**Documento di partenza**
La differenza fra un politico corretto e Giorgia Meloni è tutta qui. Nei confronti della premier i Pm di Roma hanno seguito la legge e la prassi: quando arriva una denuncia circostanziata, come quella dell’avvocato ed ex sottosegretario Luigi Li Gotti contro Meloni, Nordio, Piantedosi e Mantovano per il mancato arresto di Almasri, dovendo affidarla subito e “omessa ogni indagine” al Tribunale dei ministri, non possono archiviarla. Devono iscrivere nel registro degli indagati i denunciati e informarli dell’indagine, perché possano nominare un avvocato e presentare memorie difensive.

**Da svolgere**
Traduca in inglese questa frase del documento di partenza: «Devono iscrivere nel registro degli indagati i denunciati e informarli dell’indagine, perché possano nominare un avvocato e presentare memorie difensive.»

Dati raccolti:
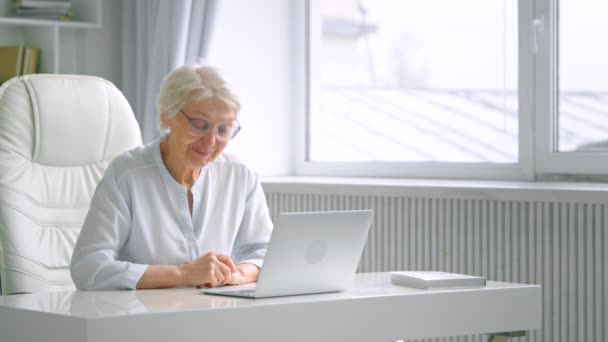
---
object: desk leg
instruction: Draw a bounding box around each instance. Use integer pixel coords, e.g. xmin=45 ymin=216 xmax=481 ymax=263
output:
xmin=488 ymin=331 xmax=526 ymax=342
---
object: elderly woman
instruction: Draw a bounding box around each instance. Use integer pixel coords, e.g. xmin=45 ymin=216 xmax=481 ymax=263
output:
xmin=70 ymin=66 xmax=272 ymax=290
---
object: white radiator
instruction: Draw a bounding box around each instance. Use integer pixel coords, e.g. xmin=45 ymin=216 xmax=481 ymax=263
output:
xmin=264 ymin=184 xmax=608 ymax=342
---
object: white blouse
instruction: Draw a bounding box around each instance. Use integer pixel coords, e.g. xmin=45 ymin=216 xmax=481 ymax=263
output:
xmin=70 ymin=139 xmax=272 ymax=290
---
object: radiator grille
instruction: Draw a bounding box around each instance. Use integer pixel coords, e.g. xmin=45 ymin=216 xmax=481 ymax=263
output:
xmin=266 ymin=191 xmax=608 ymax=342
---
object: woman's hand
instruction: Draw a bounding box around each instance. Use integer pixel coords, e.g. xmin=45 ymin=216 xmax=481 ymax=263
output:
xmin=224 ymin=264 xmax=260 ymax=285
xmin=178 ymin=253 xmax=238 ymax=287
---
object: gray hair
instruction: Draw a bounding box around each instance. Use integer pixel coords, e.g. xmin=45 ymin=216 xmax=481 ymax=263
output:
xmin=156 ymin=65 xmax=241 ymax=134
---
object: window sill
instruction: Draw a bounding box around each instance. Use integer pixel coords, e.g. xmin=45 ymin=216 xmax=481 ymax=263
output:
xmin=262 ymin=177 xmax=608 ymax=203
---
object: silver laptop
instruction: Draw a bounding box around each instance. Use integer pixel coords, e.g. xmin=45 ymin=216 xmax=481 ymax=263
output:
xmin=202 ymin=210 xmax=373 ymax=298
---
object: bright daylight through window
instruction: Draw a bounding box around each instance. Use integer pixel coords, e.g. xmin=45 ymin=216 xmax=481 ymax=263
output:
xmin=307 ymin=0 xmax=519 ymax=163
xmin=557 ymin=0 xmax=608 ymax=152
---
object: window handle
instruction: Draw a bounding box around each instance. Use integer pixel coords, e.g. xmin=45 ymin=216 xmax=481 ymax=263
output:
xmin=532 ymin=15 xmax=545 ymax=54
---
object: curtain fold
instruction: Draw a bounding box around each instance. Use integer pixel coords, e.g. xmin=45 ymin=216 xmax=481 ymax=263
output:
xmin=121 ymin=0 xmax=217 ymax=143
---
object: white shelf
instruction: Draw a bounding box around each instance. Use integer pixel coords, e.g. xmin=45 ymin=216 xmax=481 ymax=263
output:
xmin=0 ymin=17 xmax=101 ymax=29
xmin=0 ymin=0 xmax=102 ymax=73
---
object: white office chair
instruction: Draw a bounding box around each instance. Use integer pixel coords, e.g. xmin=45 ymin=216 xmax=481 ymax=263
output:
xmin=0 ymin=75 xmax=141 ymax=295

**Risultato dell'esercizio**
They must enter the persons named in the complaint in the register of suspects and inform them of the investigation, so that they can appoint a lawyer and submit defense briefs.